§ **WRITTEN TASKS**
1) Please list every special use permit number that appears in the Carter's Mountain tower report below.
2) Write the next part of the Carter's Mountain tower report, starting right after its last sentence.

PLANNING COMMISSION: MAY 11, 2004
BOARD OF SUPERVISORS: JUNE 2, 2004
The applicant’s proposal is for the removal of an existing 175-foot tall guyed tower that has a 23-foot long antenna mounted at its top, and replacement with a new 149-foot tall guyed tower that would have a 40-1/2 foot tall antenna rod extending from its top (Attachment A). Although the widest portion of the existing tower is currently 41 inches in width and the proposed tower would be 48 inches in width to provide the necessary structural support. In addition to the removal of the 175-foot tall tower, the applicant’s request indicates that a shorter tower supporting Adelphia Cable’s facilities at this site will also be removed. The newly proposed tower will fitted with the top-mounted antenna, as well as five (5) dishes, two (2) YAGI antennas and another side-mounted antenna rod, resulting in a reduction in the sizes and number of attachments from those that currently exist (Attachment B). The property described as Tax Map 91 - Parcel 28I, is part of a larger parcel identified as Tax Map 91- Parcel 28 which contains 234.165 acres, zoned RA, Rural Areas (Attachment C). This site is located in the Scottsville Magisterial District, on Carter's Mountain Trail, approximately 1 mile south of the intersection with the Thomas Jefferson Parkway [State Route 53]. This site is designated as Rural Area 4 by the Comprehensive Plan.
This petition is for a special use permit to allow the construction of the new television tower and its related transmission facilities, in accordance with Section 10.2.2.6 of the Zoning Ordinance, which allows radio wave transmission and relay towers in the RA zoning district. This proposal would support the establishment of a new local CBS television affiliate, while still accommodating the existing transmittal equipment for WHSV, the ABC television station in Harrisonburg, and Adelphia Cable currently attached to the existing tower.
Several towers, satellite dishes and various other communications facilities are currently located within the existing “tower farm” at the top of Carter’s Mountain. Staff has identified that the following actions that have been taken to approve several of those facilities since 1978:
SP 78-42 Motorola - On October 4, 1978, the Board of Supervisors approved a special use permit request to allow a 200-foot tall communication tower.
SP 79-76 Jefferson Cable - On January 18, 1980, the Board of Supervisors approved a special use permit request to allow a 5-meter satellite receiving dish.
SP 80-02 Shenandoah Valley TV - On March 19, 1980, the Board of Supervisors approved a special use permit request allowing the removal of an existing 230-foot tall tower, and replacement with a 186-foot tall television tower. The replacement of this existing tower is being proposed in this request.

§ **INFORMATION GIVEN**
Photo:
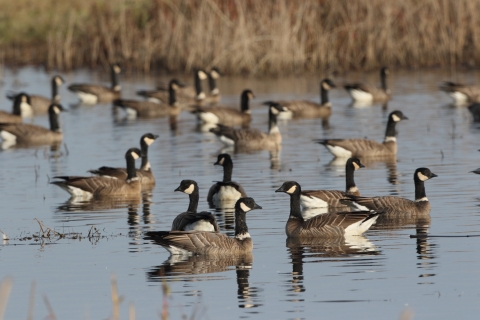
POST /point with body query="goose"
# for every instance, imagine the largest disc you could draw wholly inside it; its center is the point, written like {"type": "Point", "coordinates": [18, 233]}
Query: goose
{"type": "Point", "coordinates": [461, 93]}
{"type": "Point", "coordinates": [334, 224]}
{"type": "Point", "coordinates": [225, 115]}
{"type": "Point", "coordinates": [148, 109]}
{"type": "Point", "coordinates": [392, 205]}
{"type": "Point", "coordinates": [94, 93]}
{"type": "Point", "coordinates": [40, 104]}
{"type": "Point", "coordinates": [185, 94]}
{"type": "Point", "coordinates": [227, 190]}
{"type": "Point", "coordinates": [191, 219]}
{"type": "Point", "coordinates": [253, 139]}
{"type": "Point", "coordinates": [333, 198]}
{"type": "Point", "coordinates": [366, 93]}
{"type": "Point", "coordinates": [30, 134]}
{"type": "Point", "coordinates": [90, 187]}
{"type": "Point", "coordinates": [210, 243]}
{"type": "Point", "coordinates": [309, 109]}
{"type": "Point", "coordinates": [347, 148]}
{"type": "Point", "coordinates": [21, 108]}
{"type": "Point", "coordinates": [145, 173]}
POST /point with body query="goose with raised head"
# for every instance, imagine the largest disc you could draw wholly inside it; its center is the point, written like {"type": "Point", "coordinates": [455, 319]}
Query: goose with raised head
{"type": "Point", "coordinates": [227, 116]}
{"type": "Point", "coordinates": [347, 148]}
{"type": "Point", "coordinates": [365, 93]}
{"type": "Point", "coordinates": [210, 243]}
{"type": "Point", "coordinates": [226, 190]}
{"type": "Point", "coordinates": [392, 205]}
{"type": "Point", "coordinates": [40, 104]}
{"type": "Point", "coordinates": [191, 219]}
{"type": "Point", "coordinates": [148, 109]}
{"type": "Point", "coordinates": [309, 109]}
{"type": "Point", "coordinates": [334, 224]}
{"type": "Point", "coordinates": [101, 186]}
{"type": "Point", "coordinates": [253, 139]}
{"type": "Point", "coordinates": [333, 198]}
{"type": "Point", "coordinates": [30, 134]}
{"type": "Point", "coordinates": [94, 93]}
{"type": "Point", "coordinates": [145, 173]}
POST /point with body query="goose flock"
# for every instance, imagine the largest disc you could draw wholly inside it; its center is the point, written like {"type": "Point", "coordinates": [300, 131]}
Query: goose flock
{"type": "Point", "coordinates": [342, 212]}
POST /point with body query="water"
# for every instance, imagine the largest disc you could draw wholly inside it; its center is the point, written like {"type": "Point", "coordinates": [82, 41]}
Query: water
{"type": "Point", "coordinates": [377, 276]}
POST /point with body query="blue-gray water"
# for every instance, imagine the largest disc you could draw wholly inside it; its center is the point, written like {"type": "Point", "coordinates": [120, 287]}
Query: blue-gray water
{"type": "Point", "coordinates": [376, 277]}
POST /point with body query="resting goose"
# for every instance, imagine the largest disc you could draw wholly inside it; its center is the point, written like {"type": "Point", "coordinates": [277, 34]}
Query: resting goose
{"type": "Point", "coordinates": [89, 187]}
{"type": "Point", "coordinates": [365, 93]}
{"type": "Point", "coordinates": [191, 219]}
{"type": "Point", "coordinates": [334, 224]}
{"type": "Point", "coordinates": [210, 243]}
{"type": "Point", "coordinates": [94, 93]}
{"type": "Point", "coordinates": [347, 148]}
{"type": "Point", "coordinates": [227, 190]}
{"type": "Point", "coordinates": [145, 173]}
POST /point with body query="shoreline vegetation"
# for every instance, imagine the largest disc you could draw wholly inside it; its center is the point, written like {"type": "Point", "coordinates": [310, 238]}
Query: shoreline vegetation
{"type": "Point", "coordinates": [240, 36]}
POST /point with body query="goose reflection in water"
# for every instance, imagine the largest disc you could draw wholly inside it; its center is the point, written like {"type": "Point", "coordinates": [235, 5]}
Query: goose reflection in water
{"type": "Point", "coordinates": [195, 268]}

§ **EXERCISE ANSWERS**
1) SP 78-42, SP 79-76, SP 80-02

2)
SP 88-14 Central Virginia Educational TV - On May 4, 1988, the Board of Supervisors approved a special use permit request to allow a 293-foot tall television tower.
SP 90-74 Charlottesville Cellular - On September 19, 1990, the Board of Supervisors approved a special use permit request to allow a 150-foot tall cellular telephone tower.
SP 91-23 Charlottesville Quality Cable - On August 7, 1991, the Board of Supervisors approved a special use permit request to allow a 200-foot tall wireless cable transmission tower.
SP 93-10 Crown Orchard Company (WVIR-TV) - On June 9, 1993, the Board of Supervisors approved a special use permit request to allow a 60-foot tall television reception tower.
SP 93-15 RAM/BSE Communications - On July 14, 1993, the Board of Supervisors approved a special use permit request to allow a multi-purpose tower not to exceed 300-feet in height.
SP 94-37 Centel Cellular - On March 13, 1995, the Board of Supervisors approved a special use permit request to allow a 200-foot cellular telephone tower.
SP 96-16 Stu-Comm. Inc. - On July 10, 1996, the Board of Supervisors approved a special use permit request to allow a 190-foot multi-purpose tower.
SP 00-88 Carter’s Mountain Emergency Communication Facility - On April 18, 2001 the Board of Supervisors approved a special use permit request to allow a 250-foot tower as part of the regional emergency communications system.
SP 00-72 Crown Orchard (NEXTEL/Crown Castle) - On April 16, 2001, the Board of Supervisors approved a special use permit request to allow the co-location of an additional array of antennas, on an existing 270-foot tall guyed tower owned by American Tower Corporation, and a new 9’x16’ equipment building.
SP 02-43 Crown Orchard (WVIR-TV) - On December 4, 2002, the Board of Supervisors approved a special use permit request to allow the construction of a 250-foot tall lattice tower, 30 feet at its base and 5 feet at its top, for the attachment of an antenna supporting the Virginia Broadcasting Corporation’s federally mandated transition from analog to digital broadcasting.
SP 02-71 Crown Orchard Co. / Pinnacle Carters Mountain - On March 19, 2003, the Board of Supervisors approved a special use permit request to allow the co-location of two additional arrays containing six (6) antennas an existing tower 205-foot tall tower.
SP 03-22 ECC Carters Mountain/Crown Orchard-Extension - On April 16, 2003, the Board of Supervisors approved a request to amend an existing special use permit for the by extending its period of validity and allowing a minor increase in the size of an equipment building for a facility supporting the regional emergency communications with a 250 foot high lattice tower, originally approved as SP 00-88.
SP 03-31 Albemarle County Fire Department Communication Amendment - On April 16, 2003, the Board of Supervisors approved a request to amend an existing special use permit to allow the attachment of an antenna, consisting of two 80-inch segments supporting communications for the County of Albemarle’s Fire-Rescue services, at 148 and 165 feet on an existing tower 205-foot tall tower.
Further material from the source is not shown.